---------- EXCERPTED PASSAGE ----------

But, this has two problems. First, email sent to user-foo won’t be redirected. If you want that to happen you need to name the alias file .qmail-user-foo. This would get unwieldy (imagine all the possible suffixes you could have added). But, if you have a .qmail-user-default alias, then any email which doesn’t match a different alias for the user will be redirected to that alias. So that solved my second problem.

The final problem is that the alias feature doesn’t work if you’re trying to alias email for a user that has an account on the system. In my case, I was having email sent to portage@midna forwarded to my account. But, portage is an actual user account on Gentoo systems. So even though the alias existed, qmail was searching for portage in /etc/passwd first, and found the entry. qmail in this situation then checks to see if the user owns their home directory, that the permissions are set right, etc. That wasn’t true in this case, so email sent to portage was in limbo.

The solution here is to take advantage of a QMail users database. By default in /var/qmail/users. You need to read the man page for qmail-users, but basically you setup the file /var/qmail/users/assign to redirect email for the user to someone else, run the qmail-newu program, and then the user database which is created is checked first, before checking for the home directory. And if the user isn’t present in the database then the rest of the sequence goes on unchanged so this won’t break your aliases and existing mailboxes2.

---------- SUPPLIED MATERIAL ----------

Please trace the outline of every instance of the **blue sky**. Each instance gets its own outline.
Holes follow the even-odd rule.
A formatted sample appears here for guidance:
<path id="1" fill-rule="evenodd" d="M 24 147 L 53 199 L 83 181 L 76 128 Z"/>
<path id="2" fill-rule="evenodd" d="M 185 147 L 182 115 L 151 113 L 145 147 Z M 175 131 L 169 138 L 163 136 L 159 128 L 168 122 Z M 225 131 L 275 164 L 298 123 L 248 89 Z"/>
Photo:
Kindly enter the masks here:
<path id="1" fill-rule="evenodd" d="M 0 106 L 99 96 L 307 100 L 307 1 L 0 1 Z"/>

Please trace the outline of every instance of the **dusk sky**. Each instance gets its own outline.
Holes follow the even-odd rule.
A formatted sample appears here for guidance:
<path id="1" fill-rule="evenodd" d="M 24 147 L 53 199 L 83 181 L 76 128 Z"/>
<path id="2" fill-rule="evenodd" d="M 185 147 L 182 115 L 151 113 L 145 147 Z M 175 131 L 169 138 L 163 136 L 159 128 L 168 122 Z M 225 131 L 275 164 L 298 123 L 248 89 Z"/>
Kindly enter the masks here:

----------

▸ WHAT IS ASKED
In the qmail passage, condense the paragraph beginning "The final problem is" into a shorter version that keeps its main facts.

▸ SOLVED PROBLEM
qmail aliases don't work for users who have accounts on the system. Email to portage@midna was supposed to be forwarded to the writer's account, but portage is a real user account on Gentoo. Even with the alias in place, qmail found portage in /etc/passwd and then checked home directory ownership and permissions. Those checks failed, so mail sent to portage was left in limbo.